# START OF Data for the task

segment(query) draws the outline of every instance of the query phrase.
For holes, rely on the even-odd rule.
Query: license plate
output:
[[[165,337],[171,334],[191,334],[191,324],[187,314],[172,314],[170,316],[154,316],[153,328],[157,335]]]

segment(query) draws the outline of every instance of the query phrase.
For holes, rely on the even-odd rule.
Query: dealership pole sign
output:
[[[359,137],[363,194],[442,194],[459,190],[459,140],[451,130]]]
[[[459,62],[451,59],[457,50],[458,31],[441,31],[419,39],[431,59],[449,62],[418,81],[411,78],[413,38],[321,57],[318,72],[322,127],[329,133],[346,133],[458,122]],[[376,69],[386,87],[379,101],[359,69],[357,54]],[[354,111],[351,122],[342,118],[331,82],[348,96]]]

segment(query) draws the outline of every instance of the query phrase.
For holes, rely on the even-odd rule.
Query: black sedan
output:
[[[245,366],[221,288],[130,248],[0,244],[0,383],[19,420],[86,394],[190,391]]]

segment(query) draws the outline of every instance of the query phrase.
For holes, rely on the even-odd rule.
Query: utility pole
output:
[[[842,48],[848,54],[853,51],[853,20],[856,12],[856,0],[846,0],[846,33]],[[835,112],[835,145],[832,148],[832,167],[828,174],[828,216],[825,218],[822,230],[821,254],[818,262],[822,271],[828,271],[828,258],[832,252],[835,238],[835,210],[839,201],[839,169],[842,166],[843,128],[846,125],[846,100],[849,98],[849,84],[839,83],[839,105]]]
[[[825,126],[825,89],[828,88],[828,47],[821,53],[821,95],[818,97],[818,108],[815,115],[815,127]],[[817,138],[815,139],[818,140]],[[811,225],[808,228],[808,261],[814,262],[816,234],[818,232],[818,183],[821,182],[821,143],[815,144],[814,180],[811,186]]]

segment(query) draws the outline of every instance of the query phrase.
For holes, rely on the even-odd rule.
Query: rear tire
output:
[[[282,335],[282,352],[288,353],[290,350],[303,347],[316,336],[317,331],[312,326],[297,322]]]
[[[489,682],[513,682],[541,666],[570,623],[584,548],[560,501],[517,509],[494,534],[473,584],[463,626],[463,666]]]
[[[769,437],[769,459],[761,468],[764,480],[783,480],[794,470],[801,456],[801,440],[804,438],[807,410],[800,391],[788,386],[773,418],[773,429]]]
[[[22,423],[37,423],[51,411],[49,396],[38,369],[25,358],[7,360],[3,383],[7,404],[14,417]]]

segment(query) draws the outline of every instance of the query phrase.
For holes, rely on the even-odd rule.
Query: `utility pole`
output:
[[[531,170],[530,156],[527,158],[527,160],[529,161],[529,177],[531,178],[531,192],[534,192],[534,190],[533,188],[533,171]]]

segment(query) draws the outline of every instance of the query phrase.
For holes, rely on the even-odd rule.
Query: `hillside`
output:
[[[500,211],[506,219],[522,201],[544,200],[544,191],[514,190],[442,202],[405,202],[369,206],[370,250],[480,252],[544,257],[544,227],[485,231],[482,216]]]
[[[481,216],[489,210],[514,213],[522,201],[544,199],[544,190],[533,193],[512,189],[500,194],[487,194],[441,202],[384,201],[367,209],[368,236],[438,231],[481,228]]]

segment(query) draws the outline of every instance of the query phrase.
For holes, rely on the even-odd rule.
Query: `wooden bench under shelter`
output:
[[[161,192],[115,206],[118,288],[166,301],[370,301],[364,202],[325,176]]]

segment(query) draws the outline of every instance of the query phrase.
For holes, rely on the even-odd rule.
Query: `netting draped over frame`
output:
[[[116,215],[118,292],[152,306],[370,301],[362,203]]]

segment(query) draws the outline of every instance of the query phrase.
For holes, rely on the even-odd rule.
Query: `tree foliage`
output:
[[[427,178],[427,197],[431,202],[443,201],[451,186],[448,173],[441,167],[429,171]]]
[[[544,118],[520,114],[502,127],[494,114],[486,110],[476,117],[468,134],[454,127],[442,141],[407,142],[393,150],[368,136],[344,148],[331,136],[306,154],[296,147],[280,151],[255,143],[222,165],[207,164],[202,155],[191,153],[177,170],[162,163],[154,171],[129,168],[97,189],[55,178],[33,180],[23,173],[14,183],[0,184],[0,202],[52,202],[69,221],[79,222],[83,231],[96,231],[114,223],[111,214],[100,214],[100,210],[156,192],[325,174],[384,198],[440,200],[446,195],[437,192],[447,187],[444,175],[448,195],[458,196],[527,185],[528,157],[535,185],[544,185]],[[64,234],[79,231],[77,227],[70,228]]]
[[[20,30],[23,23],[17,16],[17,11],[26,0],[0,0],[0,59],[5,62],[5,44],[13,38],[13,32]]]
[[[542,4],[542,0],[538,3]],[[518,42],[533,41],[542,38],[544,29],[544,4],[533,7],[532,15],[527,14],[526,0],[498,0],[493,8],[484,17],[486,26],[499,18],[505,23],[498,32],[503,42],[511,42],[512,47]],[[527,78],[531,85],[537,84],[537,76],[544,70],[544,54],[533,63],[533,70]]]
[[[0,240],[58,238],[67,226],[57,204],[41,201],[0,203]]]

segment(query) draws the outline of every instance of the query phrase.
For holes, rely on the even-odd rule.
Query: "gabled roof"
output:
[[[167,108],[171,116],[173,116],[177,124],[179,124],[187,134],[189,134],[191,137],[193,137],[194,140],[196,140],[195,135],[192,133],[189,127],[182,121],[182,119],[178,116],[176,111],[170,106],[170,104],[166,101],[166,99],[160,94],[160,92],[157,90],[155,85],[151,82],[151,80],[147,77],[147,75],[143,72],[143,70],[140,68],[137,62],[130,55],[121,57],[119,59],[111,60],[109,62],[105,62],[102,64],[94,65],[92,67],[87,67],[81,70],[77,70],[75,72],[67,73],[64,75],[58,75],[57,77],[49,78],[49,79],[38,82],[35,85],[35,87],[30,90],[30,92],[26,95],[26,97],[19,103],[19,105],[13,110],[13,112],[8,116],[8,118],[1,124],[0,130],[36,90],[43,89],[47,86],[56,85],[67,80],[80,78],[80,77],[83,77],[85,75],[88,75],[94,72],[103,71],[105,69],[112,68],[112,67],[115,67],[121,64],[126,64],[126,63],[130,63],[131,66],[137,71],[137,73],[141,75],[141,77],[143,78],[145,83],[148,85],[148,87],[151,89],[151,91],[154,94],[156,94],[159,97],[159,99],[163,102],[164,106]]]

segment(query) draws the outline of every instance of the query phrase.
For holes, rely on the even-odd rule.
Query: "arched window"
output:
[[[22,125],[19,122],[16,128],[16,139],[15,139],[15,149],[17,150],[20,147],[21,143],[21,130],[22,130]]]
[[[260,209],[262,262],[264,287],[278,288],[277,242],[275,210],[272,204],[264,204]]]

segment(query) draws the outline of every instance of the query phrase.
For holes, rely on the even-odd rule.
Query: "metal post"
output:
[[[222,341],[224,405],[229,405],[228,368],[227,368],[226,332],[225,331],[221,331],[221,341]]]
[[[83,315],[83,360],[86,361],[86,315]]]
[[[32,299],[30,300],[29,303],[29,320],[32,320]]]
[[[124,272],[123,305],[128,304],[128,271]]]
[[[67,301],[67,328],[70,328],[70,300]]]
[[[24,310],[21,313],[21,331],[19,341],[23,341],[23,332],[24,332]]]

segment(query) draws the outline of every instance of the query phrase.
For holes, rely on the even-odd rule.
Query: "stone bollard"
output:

# END OF Data for the task

• **Task to carry out**
Please restate the whole listing word for word.

• **Exercise solution**
segment(query) draws the outline of every instance of the query phrase.
For holes, rely on the even-odd rule.
Query: license plate
output:
[[[165,337],[171,334],[191,334],[191,324],[187,314],[172,314],[170,316],[154,316],[153,328],[157,335]]]

segment(query) draws the outline of every instance of the query phrase.
For holes, rely on the even-odd rule.
Query: dealership pole sign
output:
[[[359,137],[363,194],[442,194],[459,190],[459,140],[451,130]]]
[[[459,62],[451,59],[457,50],[458,31],[441,31],[419,39],[431,59],[449,62],[418,81],[411,78],[413,38],[321,57],[318,72],[322,127],[329,133],[346,133],[458,122]],[[376,69],[386,87],[379,101],[359,69],[357,54]],[[354,111],[351,122],[342,118],[331,82],[348,96]]]

segment(query) draws the outline of every instance of the query phrase.
For holes, rely on the even-odd rule.
Query: black sedan
output:
[[[245,366],[221,288],[130,248],[0,244],[0,383],[19,420],[86,394],[190,391]]]

segment(query) draws the outline of every instance of the query phrase.
For holes, rely on the even-odd rule.
Query: utility pole
output:
[[[842,48],[848,54],[853,51],[853,20],[856,12],[856,0],[846,0],[846,33]],[[835,112],[835,145],[832,148],[832,167],[828,174],[828,216],[825,218],[822,230],[821,254],[818,262],[822,271],[828,271],[828,258],[832,252],[835,238],[835,210],[839,201],[839,169],[842,166],[843,128],[846,125],[846,100],[849,98],[849,84],[839,83],[839,105]]]
[[[825,126],[825,89],[828,88],[828,47],[821,53],[821,95],[818,97],[818,108],[815,115],[815,127]],[[817,138],[815,139],[818,140]],[[811,225],[808,228],[808,261],[814,262],[816,234],[818,232],[818,183],[821,182],[821,143],[815,144],[814,180],[811,186]]]

segment(query) draws the outline of every instance of the query phrase.
For holes, rely on the even-odd rule.
Query: rear tire
output:
[[[282,335],[282,352],[288,353],[290,350],[303,347],[316,336],[317,331],[312,326],[297,322]]]
[[[489,682],[513,682],[541,666],[570,623],[584,548],[560,501],[517,509],[494,534],[473,584],[463,626],[463,666]]]
[[[769,437],[769,459],[761,468],[764,480],[783,480],[794,470],[801,456],[801,440],[804,438],[807,410],[800,391],[788,386],[773,418],[773,429]]]
[[[22,423],[37,423],[51,411],[49,396],[38,369],[25,358],[7,360],[3,383],[7,404],[14,417]]]

segment(query) draws the outline of every instance of the query phrase.
For holes, rely on the even-odd rule.
Query: `utility pole`
output:
[[[531,170],[530,156],[527,158],[527,160],[529,161],[529,177],[531,178],[531,192],[534,192],[534,190],[533,188],[533,171]]]

segment(query) draws the outline of every instance of the query phrase.
For holes, rely on the even-odd rule.
Query: `hillside`
output:
[[[500,211],[506,219],[522,201],[544,200],[544,191],[514,190],[442,202],[405,202],[369,206],[370,250],[480,252],[544,257],[544,227],[485,231],[482,216]]]
[[[481,216],[489,210],[514,213],[522,201],[544,199],[544,190],[533,193],[512,189],[500,194],[487,194],[441,202],[384,201],[367,209],[368,236],[438,231],[481,228]]]

segment(query) draws the outline of every instance of the query phrase.
For holes, rely on the even-odd rule.
Query: `wooden bench under shelter`
output:
[[[161,192],[115,206],[118,288],[166,301],[370,301],[364,202],[325,176]]]

segment(query) draws the outline of every instance of the query phrase.
For holes, rely on the even-odd rule.
Query: `netting draped over frame`
output:
[[[116,215],[118,292],[152,306],[370,301],[362,203]]]

segment(query) draws the outline of every instance of the query phrase.
For holes, rely on the even-odd rule.
Query: `tree foliage`
output:
[[[427,178],[427,197],[431,202],[443,201],[451,186],[448,173],[441,167],[429,171]]]
[[[544,118],[520,114],[502,127],[494,114],[486,110],[476,117],[468,134],[454,127],[442,141],[407,142],[393,150],[368,136],[344,148],[331,136],[306,154],[296,147],[280,151],[255,143],[222,165],[207,164],[202,155],[191,153],[177,170],[162,163],[154,171],[129,168],[97,189],[55,178],[33,180],[23,173],[14,183],[0,184],[0,202],[52,202],[69,221],[79,222],[83,231],[96,231],[114,223],[111,214],[100,214],[100,210],[156,192],[325,174],[384,198],[440,200],[446,195],[437,192],[447,187],[444,175],[448,195],[458,196],[527,185],[528,157],[535,185],[544,185]],[[64,234],[79,231],[77,227],[70,228]]]
[[[20,30],[23,23],[17,16],[17,11],[26,0],[0,0],[0,59],[5,62],[5,44],[13,38],[13,32]]]
[[[542,4],[542,0],[538,3]],[[518,42],[533,41],[542,38],[544,29],[544,4],[533,7],[532,15],[527,14],[526,0],[498,0],[493,8],[484,17],[486,26],[499,18],[505,23],[498,32],[503,42],[511,42],[512,47]],[[527,78],[531,85],[537,84],[537,76],[544,70],[544,54],[533,63],[533,70]]]
[[[0,240],[58,238],[67,226],[57,204],[41,201],[0,203]]]

segment(query) draws the outline of every instance of the query phrase.
For holes, rely on the even-odd rule.
Query: "gabled roof"
output:
[[[167,108],[171,116],[173,116],[177,124],[179,124],[187,134],[189,134],[191,137],[193,137],[194,140],[196,140],[195,135],[192,133],[189,127],[182,121],[182,119],[178,116],[176,111],[170,106],[170,104],[166,101],[166,99],[160,94],[160,92],[157,90],[155,85],[151,82],[151,80],[147,77],[147,75],[143,72],[143,70],[140,68],[137,62],[130,55],[121,57],[119,59],[111,60],[109,62],[105,62],[102,64],[94,65],[92,67],[87,67],[81,70],[77,70],[75,72],[67,73],[64,75],[58,75],[57,77],[49,78],[49,79],[38,82],[35,85],[35,87],[30,90],[30,92],[26,95],[26,97],[19,103],[19,105],[13,110],[13,112],[8,116],[8,118],[1,124],[0,130],[36,90],[43,89],[47,86],[56,85],[67,80],[80,78],[80,77],[83,77],[85,75],[88,75],[94,72],[103,71],[105,69],[112,68],[112,67],[115,67],[121,64],[126,64],[126,63],[130,63],[131,66],[137,71],[137,73],[141,75],[141,77],[143,78],[145,83],[148,85],[148,87],[151,89],[151,91],[154,94],[156,94],[159,97],[159,99],[163,102],[164,106]]]

segment(query) draws the outline of every instance of the query phrase.
For holes, rely on the even-odd rule.
Query: "arched window"
output:
[[[22,125],[19,122],[16,128],[16,139],[15,139],[15,149],[17,150],[20,147],[21,143],[21,130],[22,130]]]
[[[260,209],[262,262],[264,287],[278,288],[277,242],[275,210],[272,204],[264,204]]]

segment(query) draws the outline of every instance of the query phrase.
For holes, rely on the even-odd rule.
Query: "metal post"
output:
[[[222,341],[224,405],[229,405],[228,368],[227,368],[226,332],[225,331],[221,331],[221,341]]]
[[[83,315],[83,360],[86,361],[86,315]]]
[[[32,299],[30,300],[29,303],[29,320],[32,320]]]
[[[124,272],[123,305],[128,304],[128,271]]]
[[[67,301],[67,328],[70,328],[70,300]]]
[[[24,310],[21,313],[21,331],[19,341],[23,341],[23,332],[24,332]]]

segment(query) draws the outline of every instance of the query phrase.
For holes, rely on the even-odd rule.
Query: "stone bollard"
output:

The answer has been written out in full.